Texto dado
□ □ □ □ □
O projeto de socialismo do século XXI do presidente venezuelano Hugo Chávez avançou dois passos no fim de semana. O primeiro, com a formação do Partido Socialista Unido da Venezuela (PSUV), agremiação que monopolizará a representação política dos partidários incondicionais de Chávez, que avança na formação de instrumentos para uma ditadura personalista, e, no futuro, para o regime de partido único, de triste memória nos antigos países comunistas. O segundo foi o recrudescimento da reforma agrária, com a expropriação de 16 propriedades, com 330 mil hectares, consideradas improdutivas. Apesar de escaramuças freqüentes, o campo tinha até agora sido relativamente poupado das iniciativas "bolivarianas". Não mais.

A desmontagem do Movimento Quinta República, criado em 1997, e sua substituição por um partido único, visa dar disciplina e coesão a um até agora informal e até certo ponto diversificado conjunto de forças que sustentam o presidente. Houve surpresas no caminho, pois legendas políticas que eram "companheiras de viagem" se recusam a dissolver-se no caldeirão chavista do PSUV. Entre eles se encontram os stalinistas do Partido Comunista, o Partido pela Democracia Social (Podemos), a favor do que seria um socialismo democrático, e o Pátria Para Todos (PPT), corrente situada entre a esquerda e a centro-esquerda. Juntos, estes grupos arrebataram 1,7 milhão de votos, ante os 4,8 milhões do Movimento Quinta República. Das 167 cadeiras da Assembléia Nacional, detêm 34.

Chávez recebeu a relutância desses partidos com indisfarçada animosidade. Deixou claro que as forças chavistas marcharão unidas sem eles e, de quebra, prometeu remover do ministério os representantes dos partidos "rebeldes". Para os objetivos do presidente não é pouca coisa que está em jogo. O PSUV, que será dirigido por chavistas incondicionais, tomará a máquina do Estado e servirá de mecanismo de seleção dos quadros com acesso ao poder. Os partidos de esquerda nadaram na onda chavista, mas sem o apoio - e talvez com a hostilidade - de Chávez estarão no curto prazo em maus lençóis. Como os partidos tradicionais se enfraqueceram com suas políticas míopes e exclusivistas, e desistiram de concorrer ao Parlamento em 2005, as vozes no Congresso formarão cada vez mais um monótono coro de amém.
□ □ □ □ □
Instruções
[A] Reescreva o trecho do texto sobre o projeto de Chávez que vai de "A desmontagem do" até "Nacional, detêm 34.", trocando "Movimento Quinta República" por "MVR".
[B] Segundo o texto sobre o projeto de Chávez, quantas cadeiras da Assembleia Nacional detêm os partidos que se recusaram a se dissolver no PSUV?
[C] Prossiga com o texto sobre o projeto de Chávez a partir da última frase apresentada.
□ □ □ □ □
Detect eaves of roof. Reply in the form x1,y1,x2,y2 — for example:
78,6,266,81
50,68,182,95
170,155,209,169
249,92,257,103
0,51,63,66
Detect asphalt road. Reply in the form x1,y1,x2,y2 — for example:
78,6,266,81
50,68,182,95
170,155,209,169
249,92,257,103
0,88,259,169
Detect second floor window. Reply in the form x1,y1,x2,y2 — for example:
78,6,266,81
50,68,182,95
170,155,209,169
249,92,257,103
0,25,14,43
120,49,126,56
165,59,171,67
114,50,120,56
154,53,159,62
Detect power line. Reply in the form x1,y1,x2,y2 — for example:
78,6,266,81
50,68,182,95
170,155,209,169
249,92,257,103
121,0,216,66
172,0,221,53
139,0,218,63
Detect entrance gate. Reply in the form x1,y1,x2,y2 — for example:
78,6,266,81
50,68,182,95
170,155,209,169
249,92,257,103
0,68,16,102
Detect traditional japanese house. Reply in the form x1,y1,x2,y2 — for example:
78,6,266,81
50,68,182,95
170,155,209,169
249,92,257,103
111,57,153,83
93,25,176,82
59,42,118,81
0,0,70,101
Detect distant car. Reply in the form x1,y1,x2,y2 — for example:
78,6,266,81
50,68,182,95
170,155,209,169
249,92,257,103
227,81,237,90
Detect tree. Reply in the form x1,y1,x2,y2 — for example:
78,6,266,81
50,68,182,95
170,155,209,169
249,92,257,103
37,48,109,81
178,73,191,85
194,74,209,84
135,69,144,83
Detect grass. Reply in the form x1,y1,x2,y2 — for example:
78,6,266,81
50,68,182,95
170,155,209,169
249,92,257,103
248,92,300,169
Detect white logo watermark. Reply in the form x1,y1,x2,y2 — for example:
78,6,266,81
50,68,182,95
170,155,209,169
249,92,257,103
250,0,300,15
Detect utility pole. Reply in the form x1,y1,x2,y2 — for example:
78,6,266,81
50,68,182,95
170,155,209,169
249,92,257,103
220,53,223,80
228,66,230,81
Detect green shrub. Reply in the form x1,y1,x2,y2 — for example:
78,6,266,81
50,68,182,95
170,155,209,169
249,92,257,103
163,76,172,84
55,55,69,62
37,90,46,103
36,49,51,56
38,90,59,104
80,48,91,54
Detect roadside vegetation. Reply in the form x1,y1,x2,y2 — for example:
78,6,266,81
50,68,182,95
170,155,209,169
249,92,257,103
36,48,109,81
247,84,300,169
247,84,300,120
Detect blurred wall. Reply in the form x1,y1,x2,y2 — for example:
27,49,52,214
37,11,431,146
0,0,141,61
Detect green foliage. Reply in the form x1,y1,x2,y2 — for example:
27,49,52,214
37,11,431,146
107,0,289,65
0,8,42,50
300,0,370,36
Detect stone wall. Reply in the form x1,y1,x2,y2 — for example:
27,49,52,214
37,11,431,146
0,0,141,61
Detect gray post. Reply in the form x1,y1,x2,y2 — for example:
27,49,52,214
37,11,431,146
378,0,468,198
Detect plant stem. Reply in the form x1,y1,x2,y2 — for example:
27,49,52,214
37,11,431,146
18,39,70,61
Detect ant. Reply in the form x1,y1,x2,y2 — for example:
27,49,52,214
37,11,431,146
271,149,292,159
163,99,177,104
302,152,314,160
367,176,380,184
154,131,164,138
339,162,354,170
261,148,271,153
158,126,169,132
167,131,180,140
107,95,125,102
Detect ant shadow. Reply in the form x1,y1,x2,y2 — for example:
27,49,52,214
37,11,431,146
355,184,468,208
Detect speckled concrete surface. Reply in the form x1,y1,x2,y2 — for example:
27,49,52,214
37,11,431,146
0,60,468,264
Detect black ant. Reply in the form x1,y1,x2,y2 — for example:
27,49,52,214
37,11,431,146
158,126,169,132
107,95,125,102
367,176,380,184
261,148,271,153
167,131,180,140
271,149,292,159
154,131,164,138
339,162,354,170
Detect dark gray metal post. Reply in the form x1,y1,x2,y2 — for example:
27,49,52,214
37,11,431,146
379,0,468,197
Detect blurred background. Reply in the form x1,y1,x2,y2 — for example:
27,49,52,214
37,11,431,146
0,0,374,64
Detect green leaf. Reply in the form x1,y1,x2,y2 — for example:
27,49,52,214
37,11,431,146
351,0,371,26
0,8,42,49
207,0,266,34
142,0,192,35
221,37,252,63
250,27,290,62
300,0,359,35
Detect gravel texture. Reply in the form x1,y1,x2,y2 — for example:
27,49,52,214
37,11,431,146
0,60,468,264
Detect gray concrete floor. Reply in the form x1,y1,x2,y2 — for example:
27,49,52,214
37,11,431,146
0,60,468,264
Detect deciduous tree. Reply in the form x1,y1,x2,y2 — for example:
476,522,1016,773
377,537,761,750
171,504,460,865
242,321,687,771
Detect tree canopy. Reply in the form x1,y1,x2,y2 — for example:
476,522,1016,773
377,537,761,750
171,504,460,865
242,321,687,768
□ □ □ □ □
Respostas por tarefa
[A]
A desmontagem do MVR, criado em 1997, e sua substituição por um partido único, visa dar disciplina e coesão a um até agora informal e até certo ponto diversificado conjunto de forças que sustentam o presidente. Houve surpresas no caminho, pois legendas políticas que eram "companheiras de viagem" se recusam a dissolver-se no caldeirão chavista do PSUV. Entre eles se encontram os stalinistas do Partido Comunista, o Partido pela Democracia Social (Podemos), a favor do que seria um socialismo democrático, e o Pátria Para Todos (PPT), corrente situada entre a esquerda e a centro-esquerda. Juntos, estes grupos arrebataram 1,7 milhão de votos, ante os 4,8 milhões do MVR. Das 167 cadeiras da Assembléia Nacional, detêm 34.

[B] Eles detêm 34 das 167 cadeiras da Assembleia Nacional.

[C]
A radicalização da reforma agrária segue a lógica estatista do regime. As terras serão distribuídas aos camponeses, arregimentados e disciplinados por comandos chavistas, e se destinarão à produção de carne e leite - que faltam no país devido ao congelamento de preços determinado pelo governo. O dinheiro do petróleo subsidiará a produção, que dependerá em tudo do Estado. É apenas a extensão ao campo da estatização a galope, acelerada com a vitória de Chávez em dezembro. Nos últimos meses, o governo estatizou, com indenizações, a CANTV, do setor de telecomunicações, e empresas de petróleo.

Quando não estatizou empresas diretamente, Chávez injetou recursos para criar companhias que competem em vantagem com a iniciativa privada. Cooperativas e supermercados vendem produtos a preços mais baixos, siderúrgicas e companhias de aviação estatais surgiram do nada e até uma joint-venture para a fabricação de carros com o Irã foi apresentada como uma prova de vitalidade do regime. Os resultados dessas iniciativas apareceram. Os investimentos privados definharam, dando lugar aos menos eficientes do Estado.

A Venezuela acentuou a dependência crônica das importações que outros governos não tiveram interesse ou competência para romper. Sob Chávez, é um aumento grande e rápido dos gastos públicos que promove a festa dos bens importados. A conseqüência de consumo em alta e baixo investimento fez, como sempre, disparar a inflação - ela está acima de 18% em doze meses - e escassear a oferta.

Chávez conta com imenso apoio popular para suas ações, fruto também do inestimável serviço de elites irresponsáveis e políticos sem visão. Os rumos futuros de seu governo parecem claros. Apoiando-se em instituições democráticas, o presidente já avançou bastante para concentrar poderes, com o apoio do povo, em uma primeira fase. A segunda etapa será a da ditadura de um caudilho.